▶ **WHAT TO DO**: Arrange the lines of the items as a JSON list of strings, one string per line and no blank lines, starting at the line with "Which spot sits on each instance of the sandstone" and continuing through the last line of the items, both ends included.

▶ **THE RECORDS**:
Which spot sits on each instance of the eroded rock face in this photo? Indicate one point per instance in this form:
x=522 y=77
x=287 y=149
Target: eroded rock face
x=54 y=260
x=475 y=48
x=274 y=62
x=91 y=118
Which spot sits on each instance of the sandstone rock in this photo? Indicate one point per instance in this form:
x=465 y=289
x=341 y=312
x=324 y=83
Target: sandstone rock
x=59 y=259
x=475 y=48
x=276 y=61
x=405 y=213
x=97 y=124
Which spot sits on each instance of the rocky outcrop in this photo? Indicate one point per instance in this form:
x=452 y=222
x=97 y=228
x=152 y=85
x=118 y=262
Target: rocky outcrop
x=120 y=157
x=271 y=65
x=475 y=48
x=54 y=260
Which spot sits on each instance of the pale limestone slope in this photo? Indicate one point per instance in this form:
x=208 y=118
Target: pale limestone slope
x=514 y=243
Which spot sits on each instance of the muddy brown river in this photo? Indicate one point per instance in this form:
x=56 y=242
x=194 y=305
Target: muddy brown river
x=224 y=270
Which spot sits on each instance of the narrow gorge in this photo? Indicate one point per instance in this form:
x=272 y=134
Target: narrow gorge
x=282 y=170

▶ **SOLUTION TO THE EXERCISE**:
[
  "Which spot sits on each instance of the sandstone rock in this photo? Indicate one point per instance in this form:",
  "x=465 y=289",
  "x=341 y=312",
  "x=324 y=83",
  "Target: sandstone rock",
  "x=59 y=259",
  "x=475 y=48",
  "x=276 y=61",
  "x=405 y=213",
  "x=97 y=124",
  "Which spot sits on each instance of the rocky outcrop in this photo? Indicate one point per instance in this form:",
  "x=452 y=222",
  "x=97 y=228",
  "x=152 y=85",
  "x=118 y=262",
  "Target: rocky outcrop",
  "x=120 y=157",
  "x=271 y=65",
  "x=475 y=48",
  "x=54 y=260",
  "Which spot sits on each instance of the pale limestone slope in this photo? Indicate one point per instance in this form:",
  "x=208 y=118",
  "Target: pale limestone slope",
  "x=514 y=243",
  "Which spot sits on each instance of the muddy brown river in this photo? Indicate one point per instance in this form:",
  "x=56 y=242",
  "x=194 y=305",
  "Target: muddy brown river",
  "x=224 y=270",
  "Which spot sits on each instance of the narrow gorge in this photo? Indicate one point per instance in this form:",
  "x=272 y=134",
  "Target: narrow gorge",
  "x=282 y=170"
]